(Dataset entries)

Segment Open

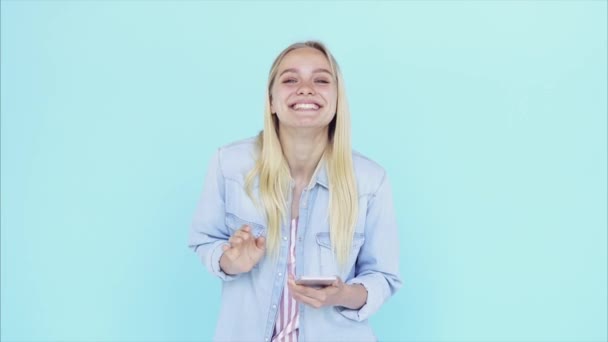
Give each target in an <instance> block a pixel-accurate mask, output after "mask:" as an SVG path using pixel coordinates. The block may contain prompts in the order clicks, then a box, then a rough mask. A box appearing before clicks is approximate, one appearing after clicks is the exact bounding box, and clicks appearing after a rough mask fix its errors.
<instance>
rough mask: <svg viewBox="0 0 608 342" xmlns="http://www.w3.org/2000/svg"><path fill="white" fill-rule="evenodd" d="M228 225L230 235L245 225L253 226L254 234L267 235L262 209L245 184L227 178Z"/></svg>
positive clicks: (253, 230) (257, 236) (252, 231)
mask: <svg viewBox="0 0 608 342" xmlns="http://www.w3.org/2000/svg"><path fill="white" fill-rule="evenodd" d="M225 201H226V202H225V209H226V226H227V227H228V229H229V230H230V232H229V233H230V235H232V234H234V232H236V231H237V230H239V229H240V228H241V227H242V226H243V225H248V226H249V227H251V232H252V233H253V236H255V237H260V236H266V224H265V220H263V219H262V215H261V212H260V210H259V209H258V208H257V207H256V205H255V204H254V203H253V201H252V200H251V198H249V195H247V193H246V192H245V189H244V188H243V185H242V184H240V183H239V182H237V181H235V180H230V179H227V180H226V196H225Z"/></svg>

Segment Closed

▶ [About this task]
What is needed is the data above, retyped exactly, with every picture left out.

▶ [Solution for this problem]
Give each target in an <instance> block a pixel-accurate mask, output after "mask:" as an SVG path using pixel coordinates. The block may contain prompts in the order clicks, then a box, then a rough mask. A box appearing before clicks is approximate, one appearing after clicks is the exact bounding box, and clicks appearing after a rough mask fix its errors.
<instance>
rough mask: <svg viewBox="0 0 608 342" xmlns="http://www.w3.org/2000/svg"><path fill="white" fill-rule="evenodd" d="M228 225L230 235L245 225L253 226L254 234L267 235L262 209L245 184L227 178Z"/></svg>
positive clicks: (253, 230) (257, 236) (252, 231)
mask: <svg viewBox="0 0 608 342" xmlns="http://www.w3.org/2000/svg"><path fill="white" fill-rule="evenodd" d="M225 201H226V202H225V209H226V226H227V227H228V229H229V230H230V232H229V233H230V235H232V234H234V232H236V231H237V230H239V229H240V228H241V227H242V226H243V225H248V226H249V227H251V232H252V233H253V236H255V237H260V236H266V224H265V220H263V219H262V215H261V212H260V210H259V209H258V208H257V207H256V205H255V204H254V203H253V201H252V200H251V198H249V195H247V193H246V192H245V189H244V188H243V185H242V184H240V183H239V182H237V181H235V180H230V179H227V180H226V196H225Z"/></svg>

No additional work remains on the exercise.